§ **Page text**:
^^^^^^^^^^^^^^^^
Always Listening While Always Parsing

Contact in case you guys would like to talk: http://audeme.strikingly.com/#contact

Can recognize several hundreds of user defined sentences

Seems that this may be severely limited in the things that it can recognize, though potentially a better solution for wake word than pocketsphinx (which is a little resource-heavy). @daniel, do you know if this supports parameterization in the grammar, or is it just fixed string recognition?

Examples:
weather in #city#
score of #team name# game
price of #stock symbol#
call #contact#

To be clear, we’re most likely looking for 2 speech solutions. One that will definitely run on device and only needs to support a small, fixed grammar (the wake word), and a second that supports arbitrary dictation. The latter (at this time) is going to be running off-device, as we don’t have a feasible on-device solution that could support a large variety of functionality.

I’m not sure what you mean.

In speech recognition, there’s typically two styles: grammar based (definition of a formal grammar for all things recognized), or dictation, which would recognize any spoken language. The description of “recognizes hundreds of user defined sentences” suggests something even more limited than a grammar based recognizer, which would allow for a massive combination of utterances based on parameter substitution.

From my example above, imagine the differences between the following grammars (as complete specifications of what can be recognized)
In a parameterized grammar:
Contact

  • Mom
  • Dad
  • John
  • #insert 700 other contacts#

Location

  • home
  • work
  • cell

call #Contact# on||at #Location#

vs
call Mom at home
call Mom at work
call Mom at cell
call Dad at home
call Dad at work
call Data at cell
call John at home

Does this help clarify a bit?
^^^^^^^^^^^^^^^^
§ **Written problem**: Quote the speech recognition thread from "Seems that this" up to and including "variety of functionality.".

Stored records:
^^^^^^^^^^^^^^^^
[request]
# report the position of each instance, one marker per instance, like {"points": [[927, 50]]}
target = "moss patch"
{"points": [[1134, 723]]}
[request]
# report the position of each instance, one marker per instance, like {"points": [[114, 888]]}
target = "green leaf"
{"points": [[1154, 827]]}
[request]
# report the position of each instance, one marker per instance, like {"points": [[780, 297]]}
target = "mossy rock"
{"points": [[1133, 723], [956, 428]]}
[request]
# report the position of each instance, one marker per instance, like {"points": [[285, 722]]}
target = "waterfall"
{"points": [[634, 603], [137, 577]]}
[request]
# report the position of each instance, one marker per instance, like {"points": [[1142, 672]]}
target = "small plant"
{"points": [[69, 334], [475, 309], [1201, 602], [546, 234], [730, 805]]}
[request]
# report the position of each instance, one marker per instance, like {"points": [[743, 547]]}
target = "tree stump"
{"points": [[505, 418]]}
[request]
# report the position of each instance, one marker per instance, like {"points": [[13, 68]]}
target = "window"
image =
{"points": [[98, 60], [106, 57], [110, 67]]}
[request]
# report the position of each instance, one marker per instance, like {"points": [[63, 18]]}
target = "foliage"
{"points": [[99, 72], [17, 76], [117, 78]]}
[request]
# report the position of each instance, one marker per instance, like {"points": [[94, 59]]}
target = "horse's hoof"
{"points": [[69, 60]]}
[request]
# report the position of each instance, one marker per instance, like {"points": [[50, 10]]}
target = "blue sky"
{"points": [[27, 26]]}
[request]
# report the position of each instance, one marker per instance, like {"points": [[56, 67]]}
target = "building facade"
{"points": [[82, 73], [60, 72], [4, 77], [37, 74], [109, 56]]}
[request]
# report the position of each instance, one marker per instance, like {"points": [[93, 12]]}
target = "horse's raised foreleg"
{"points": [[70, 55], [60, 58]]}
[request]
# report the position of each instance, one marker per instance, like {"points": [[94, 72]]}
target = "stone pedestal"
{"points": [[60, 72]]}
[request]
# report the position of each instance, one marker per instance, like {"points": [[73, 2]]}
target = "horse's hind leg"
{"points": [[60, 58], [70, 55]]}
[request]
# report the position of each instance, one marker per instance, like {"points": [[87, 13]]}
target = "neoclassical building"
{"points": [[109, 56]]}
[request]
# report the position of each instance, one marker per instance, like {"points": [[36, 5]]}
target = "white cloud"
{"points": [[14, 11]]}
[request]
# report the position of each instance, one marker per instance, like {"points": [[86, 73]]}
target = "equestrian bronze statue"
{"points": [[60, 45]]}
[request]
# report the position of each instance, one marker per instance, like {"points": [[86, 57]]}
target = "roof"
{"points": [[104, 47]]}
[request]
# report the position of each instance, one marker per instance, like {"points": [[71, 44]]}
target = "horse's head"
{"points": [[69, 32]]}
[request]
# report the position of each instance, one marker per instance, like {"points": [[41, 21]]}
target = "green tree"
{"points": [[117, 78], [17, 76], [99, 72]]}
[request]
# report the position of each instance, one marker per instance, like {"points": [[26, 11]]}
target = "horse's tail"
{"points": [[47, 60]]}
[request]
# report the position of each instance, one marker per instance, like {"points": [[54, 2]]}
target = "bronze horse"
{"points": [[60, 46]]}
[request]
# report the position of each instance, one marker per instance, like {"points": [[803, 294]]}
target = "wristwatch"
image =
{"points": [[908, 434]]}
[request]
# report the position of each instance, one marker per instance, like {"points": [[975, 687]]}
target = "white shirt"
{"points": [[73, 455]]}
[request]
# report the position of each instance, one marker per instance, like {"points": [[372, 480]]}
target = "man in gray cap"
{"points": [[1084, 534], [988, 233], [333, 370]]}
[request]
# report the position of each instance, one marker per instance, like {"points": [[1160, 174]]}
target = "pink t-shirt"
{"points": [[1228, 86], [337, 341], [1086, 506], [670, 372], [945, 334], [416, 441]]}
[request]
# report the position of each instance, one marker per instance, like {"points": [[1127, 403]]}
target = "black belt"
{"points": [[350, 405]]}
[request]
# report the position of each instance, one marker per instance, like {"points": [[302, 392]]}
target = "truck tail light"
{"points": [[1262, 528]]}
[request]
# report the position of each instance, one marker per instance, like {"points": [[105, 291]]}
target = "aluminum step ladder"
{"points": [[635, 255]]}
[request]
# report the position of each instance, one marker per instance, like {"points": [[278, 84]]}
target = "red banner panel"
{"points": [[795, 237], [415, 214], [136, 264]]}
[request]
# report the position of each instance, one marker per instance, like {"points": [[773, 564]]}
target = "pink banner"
^^^^^^^^^^^^^^^^
§ **Response**:
Seems that this may be severely limited in the things that it can recognize, though potentially a better solution for wake word than pocketsphinx (which is a little resource-heavy). @daniel, do you know if this supports parameterization in the grammar, or is it just fixed string recognition?

Examples:
weather in #city#
score of #team name# game
price of #stock symbol#
call #contact#

To be clear, we’re most likely looking for 2 speech solutions. One that will definitely run on device and only needs to support a small, fixed grammar (the wake word), and a second that supports arbitrary dictation. The latter (at this time) is going to be running off-device, as we don’t have a feasible on-device solution that could support a large variety of functionality.